Omit all pictures. Copy exactly the lines from the line containing "outline --target=person standing" to the end of the listing, with both ends included.

⁂

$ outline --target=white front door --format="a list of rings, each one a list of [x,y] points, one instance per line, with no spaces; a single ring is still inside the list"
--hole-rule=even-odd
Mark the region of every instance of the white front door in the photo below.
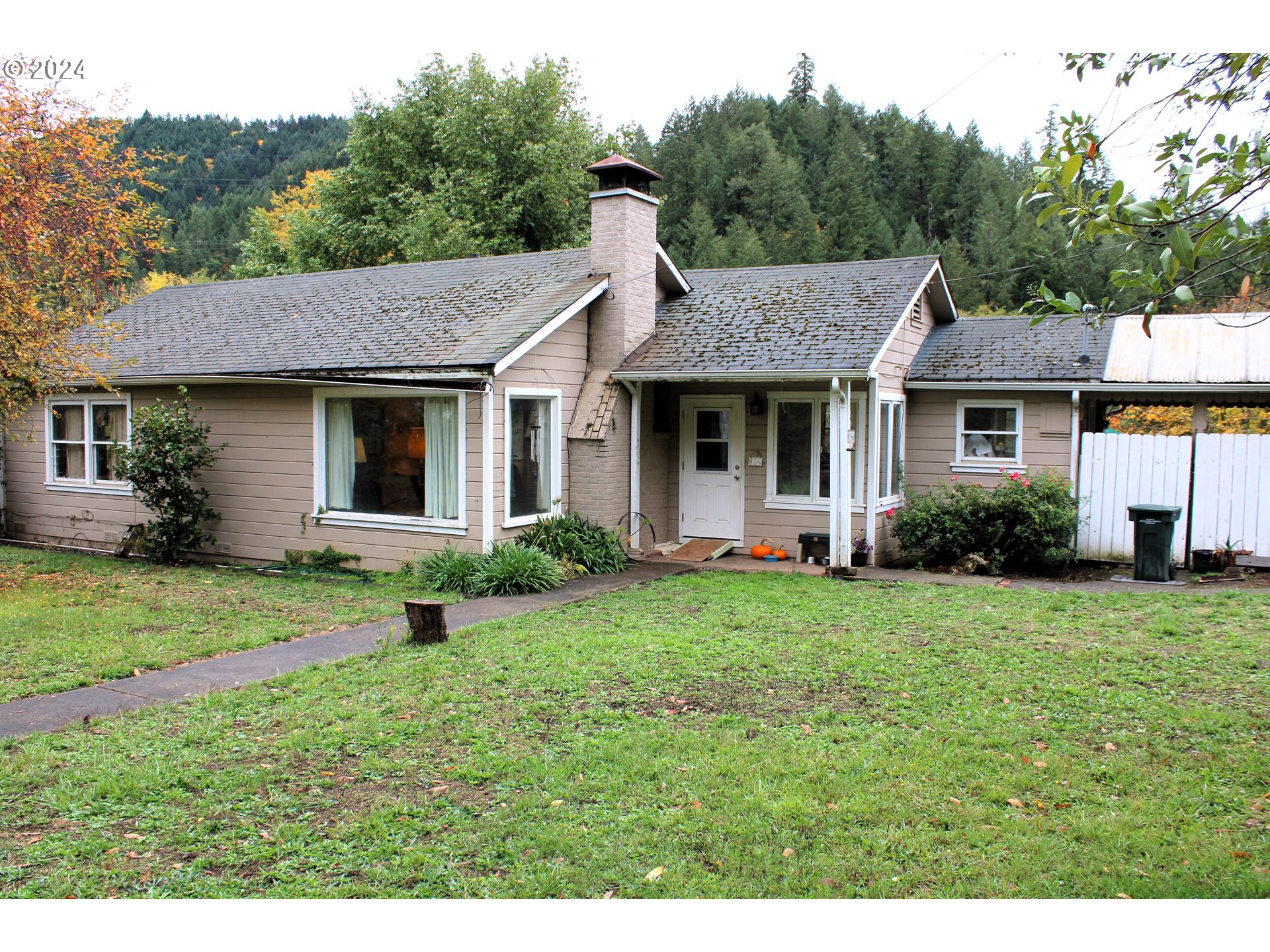
[[[742,541],[745,531],[744,452],[744,397],[683,397],[679,538]]]

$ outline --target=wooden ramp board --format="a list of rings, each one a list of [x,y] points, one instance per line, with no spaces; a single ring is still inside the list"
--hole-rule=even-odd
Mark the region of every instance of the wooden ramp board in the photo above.
[[[735,542],[721,538],[695,538],[667,556],[672,562],[707,562],[732,550]]]

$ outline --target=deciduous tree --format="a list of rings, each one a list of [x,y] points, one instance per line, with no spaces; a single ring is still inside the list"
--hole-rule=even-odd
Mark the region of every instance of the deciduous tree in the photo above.
[[[119,124],[0,77],[0,425],[75,381],[107,383],[102,317],[163,225]]]

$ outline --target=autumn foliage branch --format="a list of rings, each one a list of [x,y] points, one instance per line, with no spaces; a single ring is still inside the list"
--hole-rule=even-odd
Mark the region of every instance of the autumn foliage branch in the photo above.
[[[154,188],[121,122],[0,77],[0,426],[77,381],[108,383],[133,260],[161,249]]]

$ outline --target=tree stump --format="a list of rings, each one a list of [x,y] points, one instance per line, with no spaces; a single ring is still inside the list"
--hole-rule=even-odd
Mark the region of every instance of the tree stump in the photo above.
[[[405,618],[410,622],[410,641],[415,645],[439,645],[450,637],[444,602],[410,599],[405,603]]]

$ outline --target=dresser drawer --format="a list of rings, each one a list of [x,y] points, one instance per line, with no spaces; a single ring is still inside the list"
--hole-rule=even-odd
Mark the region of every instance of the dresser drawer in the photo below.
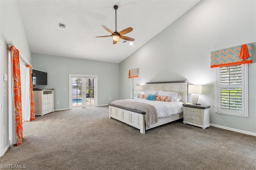
[[[201,114],[202,109],[194,108],[185,107],[185,111],[192,113]]]
[[[43,106],[43,107],[48,107],[48,101],[44,102]]]

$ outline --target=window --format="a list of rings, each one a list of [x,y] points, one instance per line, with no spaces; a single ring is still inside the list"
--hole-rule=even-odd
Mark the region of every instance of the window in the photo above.
[[[131,98],[134,99],[136,97],[135,86],[137,85],[137,78],[131,78]]]
[[[215,70],[215,111],[248,117],[248,64],[218,67]]]

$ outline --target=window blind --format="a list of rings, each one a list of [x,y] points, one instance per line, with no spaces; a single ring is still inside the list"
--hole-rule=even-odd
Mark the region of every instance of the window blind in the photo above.
[[[242,66],[220,67],[219,72],[220,107],[242,110]]]
[[[131,80],[131,98],[136,98],[136,92],[135,90],[135,86],[137,85],[137,78],[132,78]]]

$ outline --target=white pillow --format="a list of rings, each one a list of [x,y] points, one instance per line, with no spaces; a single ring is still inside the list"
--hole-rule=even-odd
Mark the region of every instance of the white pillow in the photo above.
[[[169,96],[171,98],[171,102],[179,102],[182,98],[182,97],[180,94],[176,92],[159,91],[157,95],[158,96]]]
[[[158,91],[156,90],[145,90],[145,94],[152,94],[156,96],[158,92]]]
[[[141,95],[142,94],[145,94],[145,92],[142,91],[142,92],[140,92],[140,98],[141,98]]]

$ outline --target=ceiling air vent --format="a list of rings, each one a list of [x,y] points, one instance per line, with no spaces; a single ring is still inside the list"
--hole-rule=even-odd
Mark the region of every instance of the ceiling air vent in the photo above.
[[[64,23],[62,23],[59,22],[59,27],[60,27],[61,28],[66,28],[66,25]]]

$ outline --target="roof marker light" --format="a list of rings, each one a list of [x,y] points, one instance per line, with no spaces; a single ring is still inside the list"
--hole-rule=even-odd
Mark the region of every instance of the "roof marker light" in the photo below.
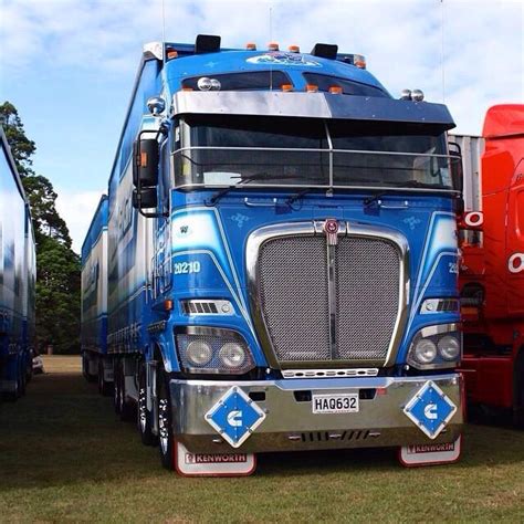
[[[361,70],[365,70],[366,69],[366,56],[363,56],[361,54],[354,54],[353,55],[353,63],[361,69]]]
[[[423,93],[420,90],[411,91],[411,99],[415,102],[422,102],[423,101]]]
[[[401,101],[410,101],[411,99],[411,90],[402,90],[400,92],[400,99]]]

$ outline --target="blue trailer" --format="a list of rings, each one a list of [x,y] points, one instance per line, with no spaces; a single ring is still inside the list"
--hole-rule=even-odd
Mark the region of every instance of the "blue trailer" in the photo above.
[[[82,371],[113,394],[113,363],[107,357],[107,196],[103,195],[82,245]]]
[[[459,458],[452,127],[336,45],[145,46],[108,185],[107,352],[166,468]]]
[[[29,202],[0,129],[0,394],[25,392],[34,344],[35,248]]]

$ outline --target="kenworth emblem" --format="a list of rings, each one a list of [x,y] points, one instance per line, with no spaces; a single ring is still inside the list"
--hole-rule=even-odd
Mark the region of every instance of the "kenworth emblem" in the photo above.
[[[336,245],[338,243],[338,221],[327,219],[324,224],[324,231],[327,237],[327,245]]]

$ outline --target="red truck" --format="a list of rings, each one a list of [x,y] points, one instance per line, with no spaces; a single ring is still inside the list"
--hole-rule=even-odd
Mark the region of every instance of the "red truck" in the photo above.
[[[511,410],[523,428],[524,105],[491,107],[482,137],[454,142],[464,172],[459,277],[468,399]]]

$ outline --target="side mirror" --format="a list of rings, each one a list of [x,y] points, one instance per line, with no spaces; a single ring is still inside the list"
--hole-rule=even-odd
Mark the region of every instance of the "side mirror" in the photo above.
[[[137,189],[158,186],[160,151],[156,138],[142,138],[133,144],[133,185]]]
[[[151,209],[158,206],[157,188],[133,190],[133,207],[135,209]]]
[[[462,168],[462,151],[459,144],[450,142],[448,144],[450,157],[450,171],[453,186],[462,193],[464,190],[464,172]]]

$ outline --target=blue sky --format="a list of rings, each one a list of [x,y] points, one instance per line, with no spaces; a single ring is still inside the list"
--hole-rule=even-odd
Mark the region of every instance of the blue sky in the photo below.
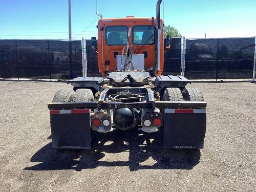
[[[79,39],[97,36],[96,0],[71,2],[72,37]],[[98,11],[104,18],[151,17],[155,16],[156,2],[98,0]],[[68,2],[0,0],[0,38],[68,39]],[[256,0],[163,2],[164,15],[162,3],[161,17],[165,25],[178,29],[186,38],[203,38],[205,33],[206,37],[256,36]]]

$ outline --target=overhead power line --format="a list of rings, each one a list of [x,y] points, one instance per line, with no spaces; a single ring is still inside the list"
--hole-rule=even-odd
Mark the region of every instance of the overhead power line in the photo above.
[[[87,27],[86,29],[84,29],[83,30],[82,30],[79,34],[78,34],[77,35],[76,35],[74,38],[77,37],[77,36],[79,36],[80,34],[81,34],[82,33],[83,33],[87,29],[88,29],[92,25],[93,25],[94,22],[95,22],[97,20],[97,19],[94,20],[90,25]]]

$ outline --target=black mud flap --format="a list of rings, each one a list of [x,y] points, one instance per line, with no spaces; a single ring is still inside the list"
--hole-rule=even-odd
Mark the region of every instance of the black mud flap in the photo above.
[[[205,109],[167,109],[164,115],[164,148],[203,148],[206,123]]]
[[[52,146],[91,148],[90,110],[50,110]]]

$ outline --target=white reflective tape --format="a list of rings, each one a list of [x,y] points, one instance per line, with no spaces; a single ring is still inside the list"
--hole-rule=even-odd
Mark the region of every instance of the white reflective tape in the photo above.
[[[205,110],[194,110],[194,113],[205,113]]]
[[[175,110],[174,109],[165,109],[164,113],[175,113]]]
[[[112,21],[111,19],[102,20],[102,22],[111,22]]]
[[[59,110],[60,114],[68,114],[71,113],[71,110]]]
[[[175,111],[176,110],[176,111]],[[182,113],[182,111],[184,110],[184,113]],[[205,109],[165,109],[164,110],[164,113],[187,113],[186,112],[188,112],[188,111],[193,110],[193,112],[189,111],[189,113],[205,113]],[[186,111],[188,111],[188,112],[186,112]]]

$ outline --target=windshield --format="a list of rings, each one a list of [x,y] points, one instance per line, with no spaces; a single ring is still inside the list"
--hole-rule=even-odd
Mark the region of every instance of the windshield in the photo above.
[[[107,45],[126,45],[128,33],[128,28],[126,26],[108,26],[106,27],[105,31]]]
[[[144,25],[134,26],[133,41],[135,45],[154,44],[155,26]]]

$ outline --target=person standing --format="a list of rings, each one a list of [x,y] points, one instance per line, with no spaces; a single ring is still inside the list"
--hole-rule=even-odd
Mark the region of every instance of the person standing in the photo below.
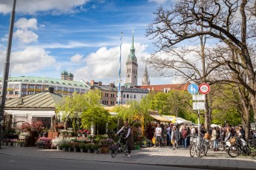
[[[134,137],[131,133],[131,128],[128,126],[128,121],[125,121],[125,126],[116,134],[116,136],[121,133],[121,132],[124,132],[124,139],[128,143],[128,155],[127,157],[129,157],[132,148],[134,147]]]
[[[156,147],[157,143],[159,145],[159,147],[160,147],[161,145],[161,135],[162,135],[162,128],[160,127],[160,124],[157,123],[157,127],[156,128],[156,130],[154,132],[154,137],[156,137],[156,142],[154,143],[154,147]]]
[[[176,129],[176,126],[174,126],[172,131],[171,131],[171,141],[172,143],[172,149],[175,149],[176,147],[179,148],[179,145],[178,145],[178,141],[179,141],[179,137],[180,137],[180,132]]]
[[[216,130],[216,127],[214,127],[211,131],[211,140],[214,143],[214,151],[218,150],[218,139],[217,137],[217,133]]]
[[[170,125],[168,124],[166,128],[166,142],[167,142],[167,146],[170,146],[170,143],[171,143],[171,127]]]

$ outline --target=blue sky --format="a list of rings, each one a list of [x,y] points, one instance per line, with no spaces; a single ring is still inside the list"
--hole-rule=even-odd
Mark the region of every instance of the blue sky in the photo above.
[[[122,79],[134,30],[138,84],[145,70],[142,57],[154,51],[145,29],[160,5],[174,0],[18,0],[10,56],[10,75],[60,78],[66,70],[76,81],[118,80],[120,33]],[[3,74],[13,1],[0,1],[0,74]],[[150,66],[148,66],[149,67]],[[174,84],[151,68],[151,84]]]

⁂

## Reply to the exercise
$ outline --target=person standing --format="a list of rings, each one a list of [x,y] points, one instance per line, with no spaces; a single ring is still inside the list"
--hole-rule=even-odd
Mark the region of every instance of the person standing in the photo below.
[[[134,137],[131,133],[131,128],[128,126],[128,121],[125,121],[125,126],[116,134],[116,136],[121,133],[121,132],[124,132],[124,139],[128,143],[128,155],[127,157],[129,157],[132,148],[134,147]]]
[[[156,147],[157,143],[159,145],[159,147],[160,147],[161,145],[161,135],[162,135],[162,128],[160,127],[160,124],[157,123],[157,127],[156,128],[156,130],[154,132],[154,137],[156,137],[156,142],[154,143],[154,147]]]
[[[176,129],[176,126],[174,126],[172,131],[171,131],[171,141],[172,143],[172,149],[175,149],[176,147],[179,148],[179,145],[178,145],[178,141],[179,141],[179,137],[180,137],[180,132]]]
[[[216,130],[216,127],[214,127],[211,131],[211,140],[214,143],[214,151],[218,150],[218,139],[217,137],[217,133]]]
[[[170,125],[168,124],[166,128],[166,142],[167,142],[167,146],[170,146],[170,143],[171,143],[171,127]]]

$ outline --target=blue sky --format="a list of rings, each one a list of [x,y] points, one instance per line, with no spaces; a single ring is still inside the list"
--hole-rule=even-odd
Mark the region of every instance of the blue sky in the photo above.
[[[122,79],[134,30],[138,84],[145,70],[142,57],[154,51],[145,29],[160,5],[174,0],[18,0],[10,56],[10,75],[60,78],[66,70],[76,81],[118,80],[120,33]],[[3,74],[13,1],[0,1],[0,74]],[[150,66],[148,66],[149,67]],[[174,84],[151,68],[151,84]]]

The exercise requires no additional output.